» **The request**: Convert the material below into a JSON list of strings with one string per line, skipping any blank lines. Leave the pictures out of the list.

#### Data to use ####

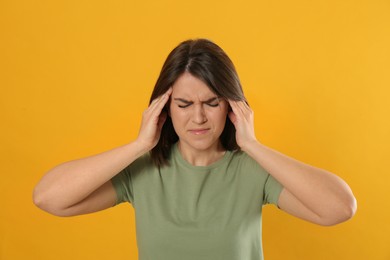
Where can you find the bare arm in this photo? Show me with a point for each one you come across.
(83, 186)
(309, 193)
(69, 183)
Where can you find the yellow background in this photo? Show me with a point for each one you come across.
(75, 77)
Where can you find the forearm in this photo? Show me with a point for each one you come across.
(71, 182)
(322, 192)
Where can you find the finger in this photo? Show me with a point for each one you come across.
(168, 92)
(235, 107)
(159, 105)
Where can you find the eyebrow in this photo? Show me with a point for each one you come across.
(190, 102)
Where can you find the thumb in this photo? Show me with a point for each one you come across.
(162, 119)
(232, 117)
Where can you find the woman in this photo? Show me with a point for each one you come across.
(196, 175)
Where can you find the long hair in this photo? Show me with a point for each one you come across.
(208, 62)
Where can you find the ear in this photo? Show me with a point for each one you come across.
(168, 110)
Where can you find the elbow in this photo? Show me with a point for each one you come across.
(343, 213)
(42, 202)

####

» **Full solution**:
[
  "Where can you find the bare arm in this photo? Show me with a point for each one you come across.",
  "(83, 186)",
  "(309, 193)",
  "(69, 183)",
  "Where can you find the yellow background in this photo? Show me with a point for each one you come across.",
  "(75, 77)",
  "Where can you find the forearm in this photo? Show me with a point for each one you come across.",
  "(71, 182)",
  "(322, 192)",
  "Where can you find the finger in this photo? Show me with a point for each one you come across.",
  "(168, 92)",
  "(235, 107)",
  "(159, 105)",
  "Where can you find the eyebrow in this photo? Show me with a point for each one you come across.",
  "(190, 102)",
  "Where can you find the thumb in this photo? Show me with a point for each one you come across.",
  "(162, 119)",
  "(232, 117)",
  "Where can you find the woman in this photo? Show me with a point for each one you come across.",
  "(196, 175)",
  "Where can you find the long hair in this photo? Show me with a point for each one you come across.",
  "(208, 62)",
  "Where can you find the ear in this photo? Show me with a point for each one you come across.",
  "(168, 110)",
  "Where can you find the elbow in this photo? Show me with a point for each one you come across.",
  "(343, 213)",
  "(42, 202)"
]